■ Verilen metin
* * * *

Başkan Çerçioğlu: Aydın Büyükşehir Belediyesi üreticimizin tarlada kalan ürününe her zaman alıcıdır.
Çiftçinin desteklenmesi ve daha fazla üretmeye teşvik edilmesi gerektiğini belirten Aydın Büyükşehir Belediyesi Başkanı Özlem Çerçioğlu, “Vatandaşlarımızın sağlıklı ve ekonomik gıdaya ulaşması için çiftçimizin üretmesi gerekiyor. Ancak girdi maliyetleri artıyor ve alım gücü düşüyor. Hem çiftçi mağdur hem vatandaşlarımız. Buna bir an önce çare olunmalıdır. Biz daima çiftçimizin yanındayız. Aydın Büyükşehir Belediyesi üreticimizin tarlada kalan ürününe her zaman alıcıdır.” şeklinde konuştu.
“Topuklu Efemiz bir başka”

* * * *

■ Sağlanan veriler

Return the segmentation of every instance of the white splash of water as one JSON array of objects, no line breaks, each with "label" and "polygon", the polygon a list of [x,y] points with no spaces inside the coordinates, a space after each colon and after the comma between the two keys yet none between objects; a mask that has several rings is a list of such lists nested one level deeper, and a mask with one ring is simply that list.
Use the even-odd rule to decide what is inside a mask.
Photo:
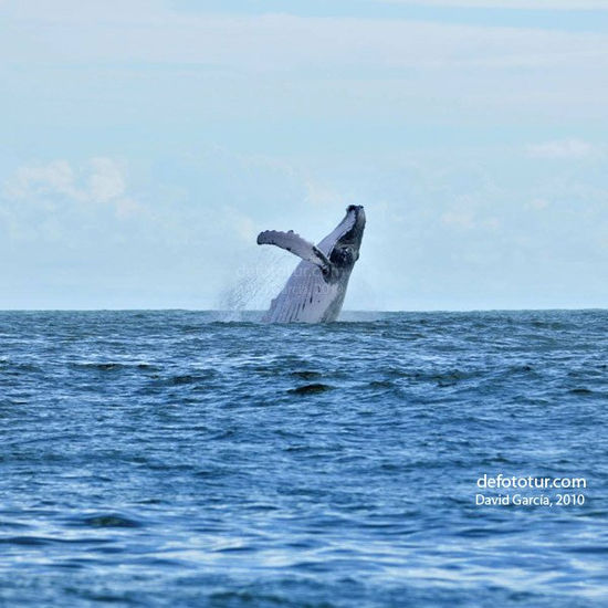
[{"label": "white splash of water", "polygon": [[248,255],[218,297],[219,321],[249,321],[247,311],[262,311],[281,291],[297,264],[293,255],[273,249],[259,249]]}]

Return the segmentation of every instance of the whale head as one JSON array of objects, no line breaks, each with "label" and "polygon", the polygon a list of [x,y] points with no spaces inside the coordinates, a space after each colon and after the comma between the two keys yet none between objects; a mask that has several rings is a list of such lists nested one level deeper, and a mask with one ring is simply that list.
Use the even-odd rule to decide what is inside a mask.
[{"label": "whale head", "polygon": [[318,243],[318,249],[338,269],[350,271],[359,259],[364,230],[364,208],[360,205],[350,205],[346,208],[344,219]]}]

* * * *

■ Görev ayrıntıları
Yukarıdaki çiftçiye destek konulu metni tek harfini değiştirmeden baştan sona eksiksiz yazın.

■ Yanıt
Başkan Çerçioğlu: Aydın Büyükşehir Belediyesi üreticimizin tarlada kalan ürününe her zaman alıcıdır.
Çiftçinin desteklenmesi ve daha fazla üretmeye teşvik edilmesi gerektiğini belirten Aydın Büyükşehir Belediyesi Başkanı Özlem Çerçioğlu, “Vatandaşlarımızın sağlıklı ve ekonomik gıdaya ulaşması için çiftçimizin üretmesi gerekiyor. Ancak girdi maliyetleri artıyor ve alım gücü düşüyor. Hem çiftçi mağdur hem vatandaşlarımız. Buna bir an önce çare olunmalıdır. Biz daima çiftçimizin yanındayız. Aydın Büyükşehir Belediyesi üreticimizin tarlada kalan ürününe her zaman alıcıdır.” şeklinde konuştu.
“Topuklu Efemiz bir başka”